• Text shown
T1 hyperintensity in the dentate nuclei of multiple sclerosis patients correlates with number of administrations and total dose of gadolinium based contrast agent
Author(s): ,
E.S Lindland
Radiology and Nuclear Medicine, Oslo University Hospital, Oslo;Sorlandet Hospital, Arendal
S Nabi
University of Oslo
D Biernat
Radiolgy and Nuclear Medicine
E.G Celius
Department of Neurology, Oslo University Hospital;Institute of Health and Society University of Oslo
P Sowa
University of Oslo;Radiolgy and Nuclear Medicine
H.F Harbo
Department of Neurology, Oslo University Hospital;Clinical Medicine, University of Oslo
M.K Beyer
Radiolgy and Nuclear Medicine;Department of Life Sciences and Health, Oslo and Akershus University College of Applied Sciences, Oslo, Norway
ECTRIMS Online Library. Beyer M. Sep 15, 2016; 146318; P478
Mona K. Beyer
Mona K. Beyer

Abstract: P478

Type: Poster

Abstract Category: Pathology and pathogenesis of MS - Imaging

Background: (2272/349) Gadolinium based contrast agents (GBCAs) are extensively used for MRI examinations. In order to eliminate the toxicity of free gadolinium the various agents have different chelate molecules. The structure of this ligand can be linear or macrocyclic. Macrocyclic agents are considered more stable. In the past few years there have been several reports observing T1 hyperintensity in specific brain structures in patients with multiple contrast enhanced MRI examinations. Recent animal and post mortem studies give evidence of gadolinium deposition in neural tissue. The physiological and clinical significance of such deposition is not known.

Objective: We aimed to provide supportive or contradictive evidence of hyperintensity in the dentate nuclei in patients with multiple sclerosis (MS) in relation to previous GBCA administration, and to study any differences for the various gadolinium chelates.

Material and method: This is a retrospective cross sectional study of 163 patients with MS (42 men and 121 women, aged 20-68 years). The ratio of T1 intensity in the dentate nuclei versus the pons (DNP ratio) was calculated. We noted the number of administrations, type and amount of GBCA.

Results: The patients received an average number of 5.37 GBCA administrations each over 0-17 years (mean 5.23). The accumulated dose of GBCA per patient ranged between 0-275 ml (mean 72.7 ml). Of the total number of administrations (N=873), 74 % were the macrocyclic agents. We found a significant correlation between the DNP ratio and the number of gadolinium administrations (r=0.22, p=0.006), as well as between the DNP ratio and the accumulated dose (r=0.23, p=0.004) and mean dose (r=0.17, p=0.035) per patient. There was not a significant correlation of the DNP ratio with number of administrations (r=0.14, p=0.28) or total doses (r=0.155, p=0.242) for the subgroup of patients who had received only macrocyclic agents (N= 59).

• Data provided
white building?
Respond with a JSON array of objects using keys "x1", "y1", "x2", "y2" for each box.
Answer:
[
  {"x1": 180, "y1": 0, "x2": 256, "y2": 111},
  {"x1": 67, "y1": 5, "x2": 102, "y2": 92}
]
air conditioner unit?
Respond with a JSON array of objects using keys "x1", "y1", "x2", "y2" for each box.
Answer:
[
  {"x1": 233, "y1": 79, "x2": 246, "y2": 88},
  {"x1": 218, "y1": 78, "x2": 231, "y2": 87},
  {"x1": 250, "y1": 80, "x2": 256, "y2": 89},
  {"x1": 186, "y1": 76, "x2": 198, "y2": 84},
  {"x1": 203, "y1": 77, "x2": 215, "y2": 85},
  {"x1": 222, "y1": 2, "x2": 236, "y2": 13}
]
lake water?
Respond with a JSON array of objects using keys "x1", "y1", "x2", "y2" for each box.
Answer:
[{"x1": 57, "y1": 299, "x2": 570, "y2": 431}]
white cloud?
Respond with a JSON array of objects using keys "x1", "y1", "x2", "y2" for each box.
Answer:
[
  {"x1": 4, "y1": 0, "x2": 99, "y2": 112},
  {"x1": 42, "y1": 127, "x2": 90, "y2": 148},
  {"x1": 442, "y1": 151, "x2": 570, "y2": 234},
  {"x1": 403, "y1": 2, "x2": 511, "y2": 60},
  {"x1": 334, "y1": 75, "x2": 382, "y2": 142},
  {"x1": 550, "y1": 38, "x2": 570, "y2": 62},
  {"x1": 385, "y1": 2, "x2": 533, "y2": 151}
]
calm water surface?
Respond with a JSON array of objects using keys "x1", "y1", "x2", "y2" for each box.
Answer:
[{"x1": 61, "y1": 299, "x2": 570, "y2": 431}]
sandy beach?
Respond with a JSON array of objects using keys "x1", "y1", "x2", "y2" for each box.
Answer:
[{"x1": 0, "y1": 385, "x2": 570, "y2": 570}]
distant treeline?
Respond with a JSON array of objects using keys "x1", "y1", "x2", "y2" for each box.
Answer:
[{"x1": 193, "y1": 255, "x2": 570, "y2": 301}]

• Exercises
(1) List the names of the people given under "Author(s):" in the gadolinium abstract, written as they appear there.
(2) Retype the passage of the gadolinium abstract that begins at the words "Material and method: This" and stops after the words "amount of GBCA.".

• Answers by task
(1)
E.S Lindland
S Nabi
D Biernat
E.G Celius
P Sowa
H.F Harbo
M.K Beyer

(2)
Material and method: This is a retrospective cross sectional study of 163 patients with MS (42 men and 121 women, aged 20-68 years). The ratio of T1 intensity in the dentate nuclei versus the pons (DNP ratio) was calculated. We noted the number of administrations, type and amount of GBCA.